**Work item**
Below are entries; copy exactly the lines from the one with "Exercise. Point to every instance of the stadium" through the one with "Exercise. Point to every instance of the group", both included, and leave out the rest.

**Exercise data**
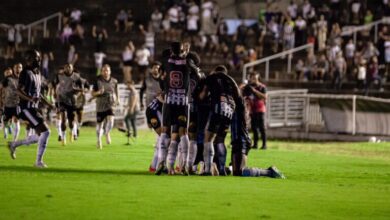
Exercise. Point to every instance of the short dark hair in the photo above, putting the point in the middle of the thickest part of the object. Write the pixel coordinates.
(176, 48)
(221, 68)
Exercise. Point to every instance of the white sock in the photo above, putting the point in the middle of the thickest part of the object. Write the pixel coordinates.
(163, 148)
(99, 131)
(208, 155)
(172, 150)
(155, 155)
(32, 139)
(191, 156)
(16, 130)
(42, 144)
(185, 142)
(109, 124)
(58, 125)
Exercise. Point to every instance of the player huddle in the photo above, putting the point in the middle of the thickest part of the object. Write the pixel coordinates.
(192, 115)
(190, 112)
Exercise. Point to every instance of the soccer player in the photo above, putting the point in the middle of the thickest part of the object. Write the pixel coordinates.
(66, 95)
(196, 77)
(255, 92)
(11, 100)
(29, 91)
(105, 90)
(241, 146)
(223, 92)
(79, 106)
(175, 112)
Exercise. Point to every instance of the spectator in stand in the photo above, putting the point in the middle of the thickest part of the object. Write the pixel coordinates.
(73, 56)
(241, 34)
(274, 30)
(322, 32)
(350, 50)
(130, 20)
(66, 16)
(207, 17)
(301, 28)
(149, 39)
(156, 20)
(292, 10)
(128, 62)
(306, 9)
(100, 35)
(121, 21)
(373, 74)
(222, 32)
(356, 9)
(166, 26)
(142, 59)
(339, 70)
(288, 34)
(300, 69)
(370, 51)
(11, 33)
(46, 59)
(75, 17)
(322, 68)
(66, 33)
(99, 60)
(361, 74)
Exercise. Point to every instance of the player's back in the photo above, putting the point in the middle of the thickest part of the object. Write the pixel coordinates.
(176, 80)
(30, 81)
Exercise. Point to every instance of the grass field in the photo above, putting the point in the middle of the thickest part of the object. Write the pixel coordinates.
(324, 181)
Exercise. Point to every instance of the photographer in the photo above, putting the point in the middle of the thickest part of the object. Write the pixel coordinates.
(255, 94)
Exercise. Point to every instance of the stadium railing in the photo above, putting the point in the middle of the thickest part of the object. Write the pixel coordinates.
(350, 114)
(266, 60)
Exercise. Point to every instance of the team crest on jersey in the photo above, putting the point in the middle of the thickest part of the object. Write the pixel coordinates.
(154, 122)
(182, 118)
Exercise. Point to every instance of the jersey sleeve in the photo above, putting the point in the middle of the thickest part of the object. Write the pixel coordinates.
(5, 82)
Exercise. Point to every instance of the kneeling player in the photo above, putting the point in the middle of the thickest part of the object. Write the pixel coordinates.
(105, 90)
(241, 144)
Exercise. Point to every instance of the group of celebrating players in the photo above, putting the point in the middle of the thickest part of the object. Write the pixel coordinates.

--

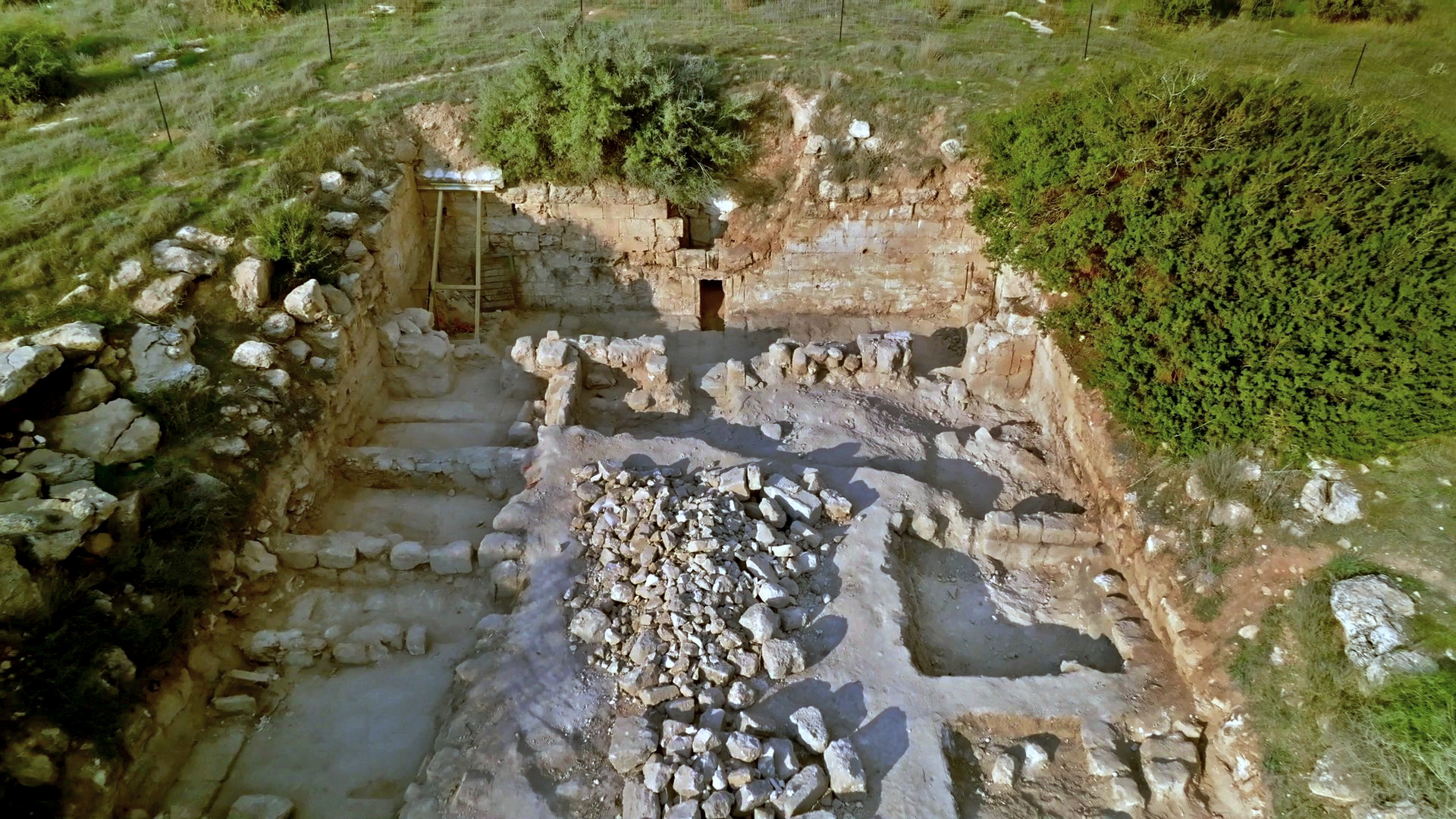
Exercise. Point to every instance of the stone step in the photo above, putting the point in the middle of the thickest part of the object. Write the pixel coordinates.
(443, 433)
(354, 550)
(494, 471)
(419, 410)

...

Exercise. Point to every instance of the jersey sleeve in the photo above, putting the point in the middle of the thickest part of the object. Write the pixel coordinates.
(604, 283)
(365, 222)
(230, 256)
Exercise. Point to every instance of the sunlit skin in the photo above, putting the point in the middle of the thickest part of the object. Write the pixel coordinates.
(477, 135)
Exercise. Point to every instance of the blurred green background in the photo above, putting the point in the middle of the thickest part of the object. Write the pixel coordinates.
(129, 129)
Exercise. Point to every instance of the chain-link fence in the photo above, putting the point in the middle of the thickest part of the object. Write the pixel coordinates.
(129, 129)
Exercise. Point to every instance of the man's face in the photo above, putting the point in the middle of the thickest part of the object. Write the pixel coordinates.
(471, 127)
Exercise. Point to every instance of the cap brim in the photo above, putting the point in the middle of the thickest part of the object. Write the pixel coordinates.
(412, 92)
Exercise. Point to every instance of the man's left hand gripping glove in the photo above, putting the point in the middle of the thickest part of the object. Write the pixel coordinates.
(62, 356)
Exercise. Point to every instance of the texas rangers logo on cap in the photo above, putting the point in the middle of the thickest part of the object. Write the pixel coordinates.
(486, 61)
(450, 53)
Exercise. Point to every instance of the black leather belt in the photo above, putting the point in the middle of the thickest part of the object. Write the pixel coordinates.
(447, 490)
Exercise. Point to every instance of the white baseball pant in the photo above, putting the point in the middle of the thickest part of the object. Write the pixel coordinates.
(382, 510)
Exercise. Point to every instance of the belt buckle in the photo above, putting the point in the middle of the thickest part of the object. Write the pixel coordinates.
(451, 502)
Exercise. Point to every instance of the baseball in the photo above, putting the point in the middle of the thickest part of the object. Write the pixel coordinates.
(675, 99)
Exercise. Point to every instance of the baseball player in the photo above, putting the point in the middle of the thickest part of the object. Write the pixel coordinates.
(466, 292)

**Response**
Exercise. Point to every instance of the stadium railing in the photo above, putting the point in the middle of the thickest part of the object. Write the pixel coordinates.
(350, 114)
(266, 60)
Exercise. Point to every instance of the team crest on jersey in the photo above, putting the point in the middle of the thickest part of the object. Write the pixel coordinates.
(154, 122)
(182, 118)
Exercise. Point to every instance of the jersey sleeve in the photo above, putting the point in the middle of the thickest part of the object. Write the pixel coordinates.
(5, 82)
Exercise. Point to every instance of the kneeling player in the photo above, putting the point in the middle of the thickest part of the object. Write the pixel coordinates.
(105, 90)
(241, 144)
Exercise. Point to every instance of the group of celebrating players in the photo above, putting the point in the middle of the thickest part of the object. Write the pixel coordinates.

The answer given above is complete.